*** Quoted text

Huntsman was governor of Utah from 2005 to 2009. He left office midway through his second term to accept an appointment under the Obama administration to serve as the United States ambassador to China. Under the Trump administration, Huntsman accepted a similar role in Russia, where he resigned that position effective Oct. 3.
When Huntsman left the Utah governor’s mansion, his approval rating was more than 80%.
In addition to serving as the U.S. ambassador to China and Russia, Huntsman was the U.S. ambassador to Singapore under President George H.W. Bush from 1992 to 1993.
“I know we have a lot of problems in this country,” Huntsman said. “We are divided, we are polarized too much in my mind, but we still have this beautiful system of elections, where people turn out … and it really is a beautiful thing. It’s a great honor and humbling to be able to announce again a run for governor.”
Although Huntsman identifies as a Republican, he said he is more of a Libertarian.
“I’ve always believed in public service,” he said. “I hate politics. I don’t consider myself a politician. I consider myself a public servant. It is what I believe in and is a core value of mine.”
Huntsman’s initial run for governor in 2004 was motivated out of a desire to make a sea change in the economic climate of the state. He said Utah was falling behind economically. What was needed was an economic engine to get the state moving in the right direction.
Running on a 10-point plan, Huntsman is proud that every goal he envisioned was accomplished. This time around, Huntsman is planning a similar campaign and the development of a plan of action to address many of the state’s issues.
“The 2020 election (offers) an open seat,” Huntsman said. “I thought the best service I did during my career was as governor. We worked with people, found solutions and moved forward, and that is what led me to the decision to run again.”
“Why am I running this time,” Huntsman said. “It’s because we are the victims of our own success. We’ve driven this state to the point that we are bursting at the seams. Low unemployment is great, we are riding high, everything looks good, but now our biggest challenge isn’t necessarily economic growth, it’s how are we going to accommodate the next million people who want to call Utah home.”
According to the United States Census Bureau, St. George’s population has skyrocketed during the past handful of years.
It was estimated that between 2010 and 2017 the city grew by 11,418 residents. In 2017, the estimated population ballooned to 84,500 residents. By 2018, the total population was set at 87,275.

******
*** Data entries

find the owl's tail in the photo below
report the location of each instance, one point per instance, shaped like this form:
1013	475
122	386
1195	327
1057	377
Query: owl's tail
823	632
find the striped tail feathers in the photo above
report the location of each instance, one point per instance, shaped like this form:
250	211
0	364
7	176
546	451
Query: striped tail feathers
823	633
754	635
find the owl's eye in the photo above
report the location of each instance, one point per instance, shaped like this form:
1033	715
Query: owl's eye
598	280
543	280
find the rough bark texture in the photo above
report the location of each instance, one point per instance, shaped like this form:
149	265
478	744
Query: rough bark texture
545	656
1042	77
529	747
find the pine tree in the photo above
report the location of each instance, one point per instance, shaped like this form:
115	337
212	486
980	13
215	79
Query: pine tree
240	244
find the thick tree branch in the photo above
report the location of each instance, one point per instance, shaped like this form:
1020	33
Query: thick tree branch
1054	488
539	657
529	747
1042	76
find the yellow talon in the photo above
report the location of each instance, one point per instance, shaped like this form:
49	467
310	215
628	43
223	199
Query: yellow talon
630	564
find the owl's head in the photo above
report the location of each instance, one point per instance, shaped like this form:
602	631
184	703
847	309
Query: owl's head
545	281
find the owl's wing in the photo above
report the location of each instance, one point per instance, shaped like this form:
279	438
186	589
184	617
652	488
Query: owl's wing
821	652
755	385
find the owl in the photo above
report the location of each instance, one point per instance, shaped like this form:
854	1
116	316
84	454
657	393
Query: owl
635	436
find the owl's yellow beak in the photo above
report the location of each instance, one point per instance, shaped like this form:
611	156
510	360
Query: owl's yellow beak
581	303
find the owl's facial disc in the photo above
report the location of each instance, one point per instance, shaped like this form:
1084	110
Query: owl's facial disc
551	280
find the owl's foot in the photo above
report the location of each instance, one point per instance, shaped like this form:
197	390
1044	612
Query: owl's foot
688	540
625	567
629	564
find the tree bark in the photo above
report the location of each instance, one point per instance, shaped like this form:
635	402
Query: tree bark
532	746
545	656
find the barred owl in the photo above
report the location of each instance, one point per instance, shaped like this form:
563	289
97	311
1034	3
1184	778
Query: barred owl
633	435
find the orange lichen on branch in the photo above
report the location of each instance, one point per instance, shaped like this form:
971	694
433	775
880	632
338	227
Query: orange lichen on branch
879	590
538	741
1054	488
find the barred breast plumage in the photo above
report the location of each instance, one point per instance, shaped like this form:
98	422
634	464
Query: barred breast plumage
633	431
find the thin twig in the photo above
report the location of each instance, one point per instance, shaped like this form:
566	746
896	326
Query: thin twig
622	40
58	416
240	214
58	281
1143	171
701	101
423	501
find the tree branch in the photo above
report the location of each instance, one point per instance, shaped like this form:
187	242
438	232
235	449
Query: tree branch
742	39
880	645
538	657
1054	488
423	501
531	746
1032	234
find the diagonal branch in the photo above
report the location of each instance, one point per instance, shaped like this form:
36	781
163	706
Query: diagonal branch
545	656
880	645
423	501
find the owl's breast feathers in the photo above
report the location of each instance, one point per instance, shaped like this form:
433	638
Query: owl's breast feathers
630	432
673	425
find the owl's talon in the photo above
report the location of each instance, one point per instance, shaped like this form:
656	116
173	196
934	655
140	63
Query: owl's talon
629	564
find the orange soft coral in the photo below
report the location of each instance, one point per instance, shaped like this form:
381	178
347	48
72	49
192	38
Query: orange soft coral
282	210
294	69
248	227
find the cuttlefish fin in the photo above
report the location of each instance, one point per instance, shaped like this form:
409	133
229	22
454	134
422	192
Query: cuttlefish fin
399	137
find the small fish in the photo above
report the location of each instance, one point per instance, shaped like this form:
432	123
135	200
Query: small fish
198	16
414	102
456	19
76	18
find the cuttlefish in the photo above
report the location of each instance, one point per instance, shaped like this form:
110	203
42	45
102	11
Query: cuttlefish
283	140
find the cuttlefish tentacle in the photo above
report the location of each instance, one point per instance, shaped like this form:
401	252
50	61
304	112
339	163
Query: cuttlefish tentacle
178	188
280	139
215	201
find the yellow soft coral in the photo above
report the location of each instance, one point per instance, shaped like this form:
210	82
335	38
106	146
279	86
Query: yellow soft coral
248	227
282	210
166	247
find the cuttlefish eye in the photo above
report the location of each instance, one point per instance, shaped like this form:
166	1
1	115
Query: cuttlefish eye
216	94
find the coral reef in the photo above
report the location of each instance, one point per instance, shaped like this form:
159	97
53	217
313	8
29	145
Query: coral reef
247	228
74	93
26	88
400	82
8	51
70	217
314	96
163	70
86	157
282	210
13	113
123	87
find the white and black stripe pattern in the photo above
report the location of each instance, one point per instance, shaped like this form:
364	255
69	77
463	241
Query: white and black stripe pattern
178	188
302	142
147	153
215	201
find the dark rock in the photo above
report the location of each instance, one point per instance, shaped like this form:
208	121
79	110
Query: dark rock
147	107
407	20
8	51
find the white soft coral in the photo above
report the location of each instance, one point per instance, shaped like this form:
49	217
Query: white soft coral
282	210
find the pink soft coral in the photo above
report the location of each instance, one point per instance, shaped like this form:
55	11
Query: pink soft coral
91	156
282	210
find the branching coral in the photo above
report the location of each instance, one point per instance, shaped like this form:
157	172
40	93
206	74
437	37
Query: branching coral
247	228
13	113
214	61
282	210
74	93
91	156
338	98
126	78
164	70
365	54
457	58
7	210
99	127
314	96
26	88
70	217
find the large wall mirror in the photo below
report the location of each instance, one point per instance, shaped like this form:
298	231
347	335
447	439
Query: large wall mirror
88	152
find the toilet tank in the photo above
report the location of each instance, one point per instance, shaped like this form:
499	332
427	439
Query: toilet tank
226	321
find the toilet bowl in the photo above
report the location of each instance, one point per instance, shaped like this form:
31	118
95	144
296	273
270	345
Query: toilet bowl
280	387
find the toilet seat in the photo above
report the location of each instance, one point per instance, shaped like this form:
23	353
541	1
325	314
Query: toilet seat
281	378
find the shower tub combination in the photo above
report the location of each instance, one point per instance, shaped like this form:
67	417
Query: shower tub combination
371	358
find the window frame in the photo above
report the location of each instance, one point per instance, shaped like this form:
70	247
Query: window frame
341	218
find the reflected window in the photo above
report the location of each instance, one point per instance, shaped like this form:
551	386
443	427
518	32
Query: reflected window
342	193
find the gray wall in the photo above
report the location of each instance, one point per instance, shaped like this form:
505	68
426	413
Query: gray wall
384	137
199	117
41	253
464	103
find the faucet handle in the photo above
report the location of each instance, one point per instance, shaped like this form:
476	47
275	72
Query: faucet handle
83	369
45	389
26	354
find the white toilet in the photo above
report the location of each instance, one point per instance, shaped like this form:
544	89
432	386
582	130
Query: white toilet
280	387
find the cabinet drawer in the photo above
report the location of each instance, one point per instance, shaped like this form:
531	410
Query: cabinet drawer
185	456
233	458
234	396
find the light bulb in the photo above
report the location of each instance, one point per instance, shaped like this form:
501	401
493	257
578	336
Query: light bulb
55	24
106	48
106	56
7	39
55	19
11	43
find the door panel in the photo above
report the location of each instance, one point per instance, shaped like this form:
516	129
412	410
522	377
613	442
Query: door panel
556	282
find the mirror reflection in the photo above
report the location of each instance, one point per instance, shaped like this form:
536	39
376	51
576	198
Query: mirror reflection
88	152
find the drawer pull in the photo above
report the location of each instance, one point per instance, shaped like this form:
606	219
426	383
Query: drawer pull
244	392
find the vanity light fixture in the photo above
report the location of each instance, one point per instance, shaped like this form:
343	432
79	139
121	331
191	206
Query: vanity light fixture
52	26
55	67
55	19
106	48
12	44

******
*** Data entries

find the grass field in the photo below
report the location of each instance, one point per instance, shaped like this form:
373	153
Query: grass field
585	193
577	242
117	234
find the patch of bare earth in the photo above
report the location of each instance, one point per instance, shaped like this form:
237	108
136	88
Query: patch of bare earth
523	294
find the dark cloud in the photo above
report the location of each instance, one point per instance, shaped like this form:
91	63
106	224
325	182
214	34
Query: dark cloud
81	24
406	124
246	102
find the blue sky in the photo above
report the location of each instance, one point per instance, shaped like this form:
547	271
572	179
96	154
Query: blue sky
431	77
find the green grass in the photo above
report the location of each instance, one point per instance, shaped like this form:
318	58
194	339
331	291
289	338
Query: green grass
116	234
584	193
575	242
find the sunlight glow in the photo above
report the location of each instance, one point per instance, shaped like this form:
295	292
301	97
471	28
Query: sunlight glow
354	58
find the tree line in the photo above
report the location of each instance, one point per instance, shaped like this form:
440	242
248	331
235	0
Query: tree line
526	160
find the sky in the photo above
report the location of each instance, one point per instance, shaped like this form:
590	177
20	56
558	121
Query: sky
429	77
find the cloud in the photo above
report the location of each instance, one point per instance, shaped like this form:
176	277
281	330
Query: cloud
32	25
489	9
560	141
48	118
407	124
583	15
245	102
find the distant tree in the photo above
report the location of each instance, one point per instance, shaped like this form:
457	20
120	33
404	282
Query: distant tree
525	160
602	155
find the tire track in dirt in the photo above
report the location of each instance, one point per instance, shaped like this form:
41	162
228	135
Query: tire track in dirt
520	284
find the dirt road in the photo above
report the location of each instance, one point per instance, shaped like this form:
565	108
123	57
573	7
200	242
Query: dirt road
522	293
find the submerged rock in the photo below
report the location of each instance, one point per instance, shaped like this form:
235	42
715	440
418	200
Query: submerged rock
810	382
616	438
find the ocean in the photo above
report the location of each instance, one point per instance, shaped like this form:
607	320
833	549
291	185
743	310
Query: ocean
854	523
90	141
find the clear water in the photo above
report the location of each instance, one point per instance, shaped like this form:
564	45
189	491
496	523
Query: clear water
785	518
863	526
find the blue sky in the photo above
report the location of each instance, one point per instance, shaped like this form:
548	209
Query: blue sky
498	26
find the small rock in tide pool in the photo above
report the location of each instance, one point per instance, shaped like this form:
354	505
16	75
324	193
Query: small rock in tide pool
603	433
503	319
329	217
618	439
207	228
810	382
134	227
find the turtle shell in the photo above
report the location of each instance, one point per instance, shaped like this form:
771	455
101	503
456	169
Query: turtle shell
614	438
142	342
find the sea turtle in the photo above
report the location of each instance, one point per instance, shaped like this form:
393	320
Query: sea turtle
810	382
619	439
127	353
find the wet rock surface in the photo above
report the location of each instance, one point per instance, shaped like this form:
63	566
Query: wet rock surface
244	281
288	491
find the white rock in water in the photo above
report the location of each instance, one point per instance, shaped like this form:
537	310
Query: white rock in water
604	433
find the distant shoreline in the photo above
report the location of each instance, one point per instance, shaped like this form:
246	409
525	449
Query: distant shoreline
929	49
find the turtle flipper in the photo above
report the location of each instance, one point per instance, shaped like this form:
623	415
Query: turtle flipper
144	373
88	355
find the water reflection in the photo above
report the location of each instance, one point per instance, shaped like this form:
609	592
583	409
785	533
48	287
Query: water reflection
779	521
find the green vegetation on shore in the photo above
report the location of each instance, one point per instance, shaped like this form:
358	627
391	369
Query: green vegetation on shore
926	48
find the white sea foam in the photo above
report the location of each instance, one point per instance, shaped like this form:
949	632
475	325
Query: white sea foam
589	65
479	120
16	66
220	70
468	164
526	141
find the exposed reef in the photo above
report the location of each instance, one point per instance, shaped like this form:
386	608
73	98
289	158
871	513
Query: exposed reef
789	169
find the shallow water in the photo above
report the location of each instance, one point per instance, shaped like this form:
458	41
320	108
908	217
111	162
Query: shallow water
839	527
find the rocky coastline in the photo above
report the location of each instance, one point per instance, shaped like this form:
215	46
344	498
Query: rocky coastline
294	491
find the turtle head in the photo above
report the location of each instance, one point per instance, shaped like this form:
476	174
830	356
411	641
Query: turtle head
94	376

******
*** Data entries

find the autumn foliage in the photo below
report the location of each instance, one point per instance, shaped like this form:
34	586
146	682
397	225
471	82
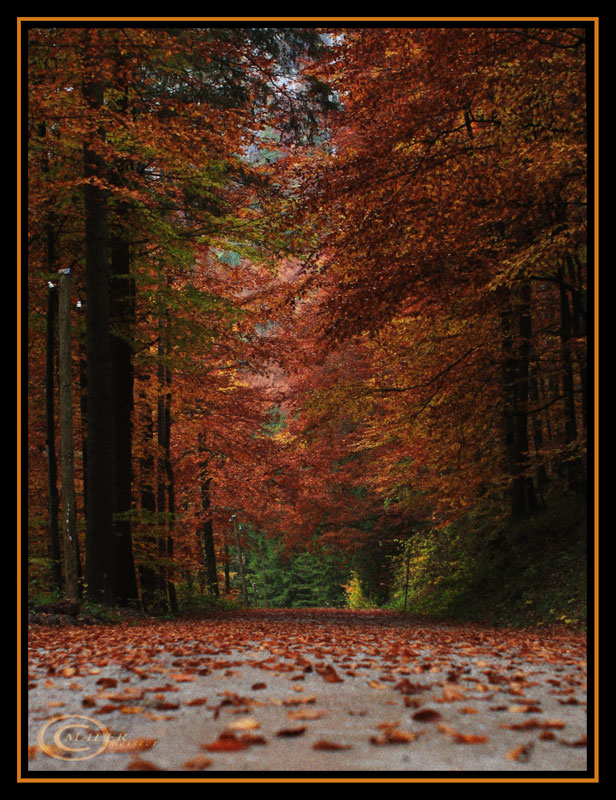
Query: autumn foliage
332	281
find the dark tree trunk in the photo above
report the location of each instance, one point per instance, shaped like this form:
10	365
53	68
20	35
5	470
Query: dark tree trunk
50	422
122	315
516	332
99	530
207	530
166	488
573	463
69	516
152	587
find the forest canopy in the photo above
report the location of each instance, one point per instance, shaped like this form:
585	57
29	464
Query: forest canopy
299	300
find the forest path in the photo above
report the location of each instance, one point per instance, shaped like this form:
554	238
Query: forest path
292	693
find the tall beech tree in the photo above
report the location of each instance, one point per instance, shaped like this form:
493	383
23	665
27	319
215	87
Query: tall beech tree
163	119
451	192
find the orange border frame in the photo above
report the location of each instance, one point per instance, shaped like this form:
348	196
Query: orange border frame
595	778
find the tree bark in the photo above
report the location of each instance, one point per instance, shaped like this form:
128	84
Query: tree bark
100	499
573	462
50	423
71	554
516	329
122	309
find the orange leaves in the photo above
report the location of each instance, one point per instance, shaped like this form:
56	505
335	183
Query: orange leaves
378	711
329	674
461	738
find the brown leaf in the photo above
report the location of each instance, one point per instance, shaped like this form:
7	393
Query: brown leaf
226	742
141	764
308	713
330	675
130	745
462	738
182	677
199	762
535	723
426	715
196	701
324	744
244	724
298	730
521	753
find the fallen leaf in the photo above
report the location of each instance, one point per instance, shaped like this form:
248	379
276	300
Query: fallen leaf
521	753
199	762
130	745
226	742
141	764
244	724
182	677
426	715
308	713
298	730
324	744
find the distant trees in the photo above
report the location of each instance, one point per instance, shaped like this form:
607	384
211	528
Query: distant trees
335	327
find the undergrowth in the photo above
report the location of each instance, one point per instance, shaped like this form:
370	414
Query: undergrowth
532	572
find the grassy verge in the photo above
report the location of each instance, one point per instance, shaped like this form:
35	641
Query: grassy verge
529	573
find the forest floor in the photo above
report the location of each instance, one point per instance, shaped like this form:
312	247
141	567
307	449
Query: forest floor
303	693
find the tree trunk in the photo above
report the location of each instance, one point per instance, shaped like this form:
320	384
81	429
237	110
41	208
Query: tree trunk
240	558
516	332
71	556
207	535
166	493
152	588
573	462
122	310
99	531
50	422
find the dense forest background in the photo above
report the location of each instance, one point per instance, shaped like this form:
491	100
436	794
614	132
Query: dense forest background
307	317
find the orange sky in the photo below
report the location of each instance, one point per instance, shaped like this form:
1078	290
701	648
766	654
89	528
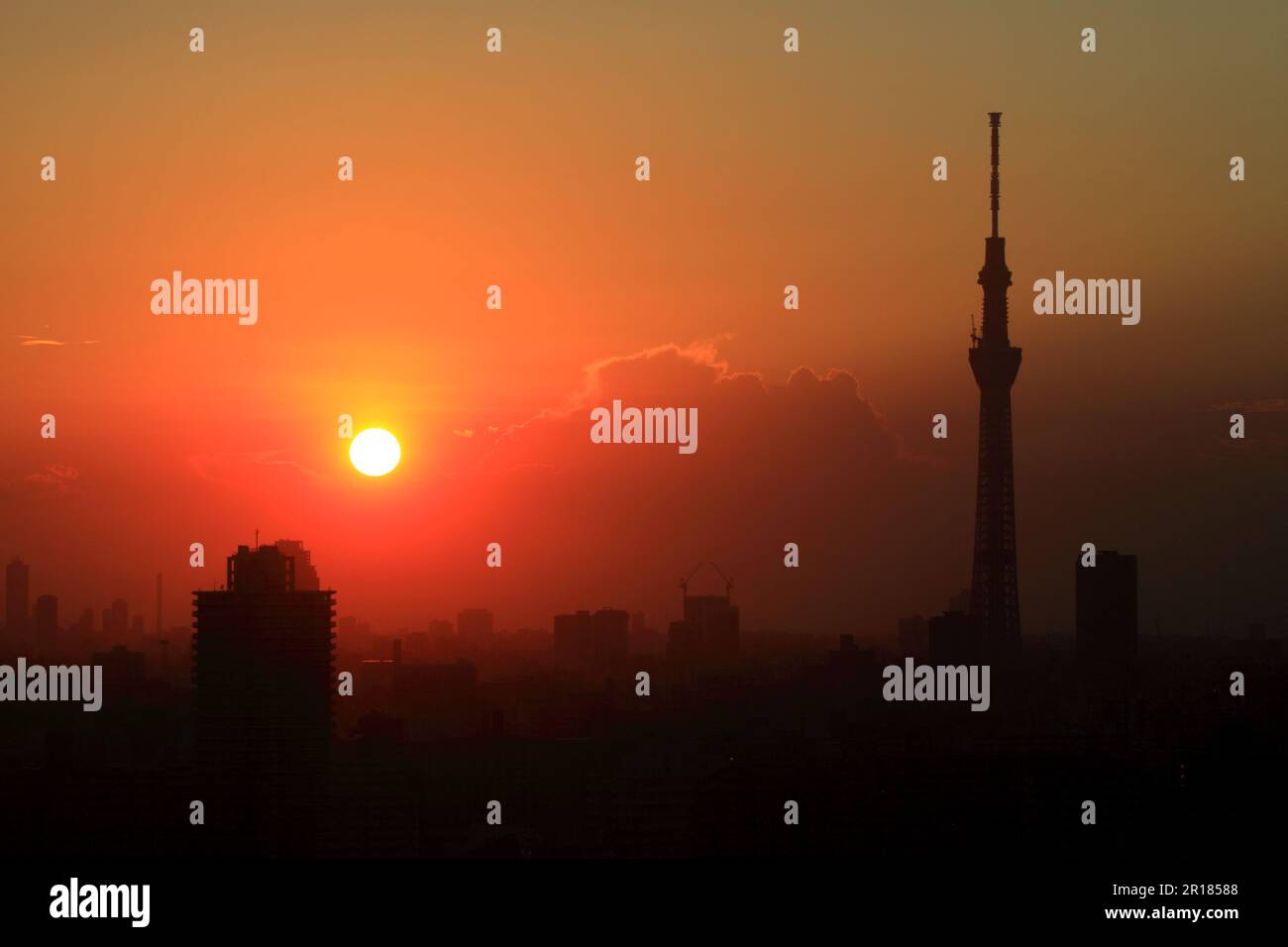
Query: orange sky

******

(Problem set)
a. In the piece about Huntsman's run for governor, what was his approval rating when he left the Utah governor's mansion?
b. Pull out each line of the records that contains the string "twig".

(The responses)
a. More than 80%.

b.
find the thin twig in the photo above
Query: thin twig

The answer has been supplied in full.